* _Data for this exercise_:

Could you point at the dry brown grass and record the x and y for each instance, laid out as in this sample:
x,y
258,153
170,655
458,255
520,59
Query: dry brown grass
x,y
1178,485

---

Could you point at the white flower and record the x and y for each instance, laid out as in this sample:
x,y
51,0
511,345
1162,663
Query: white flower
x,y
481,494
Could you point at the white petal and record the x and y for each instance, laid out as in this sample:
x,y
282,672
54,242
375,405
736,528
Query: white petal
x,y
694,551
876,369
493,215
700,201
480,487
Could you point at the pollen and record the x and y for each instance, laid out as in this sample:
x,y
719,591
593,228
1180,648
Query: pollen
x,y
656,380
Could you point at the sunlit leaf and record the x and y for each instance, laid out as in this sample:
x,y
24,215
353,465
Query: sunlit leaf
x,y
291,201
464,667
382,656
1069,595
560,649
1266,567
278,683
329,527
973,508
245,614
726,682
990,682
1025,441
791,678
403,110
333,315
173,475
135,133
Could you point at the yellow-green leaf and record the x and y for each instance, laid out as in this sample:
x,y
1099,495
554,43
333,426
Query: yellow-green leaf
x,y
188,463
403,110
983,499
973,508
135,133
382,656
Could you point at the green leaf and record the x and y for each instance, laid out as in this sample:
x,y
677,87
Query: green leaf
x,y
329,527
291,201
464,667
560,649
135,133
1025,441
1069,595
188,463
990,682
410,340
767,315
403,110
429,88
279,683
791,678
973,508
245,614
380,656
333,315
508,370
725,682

* _Task item_: Your reply must consist solely of the number of lines in the data that contain the word "instance".

* _Output_: 7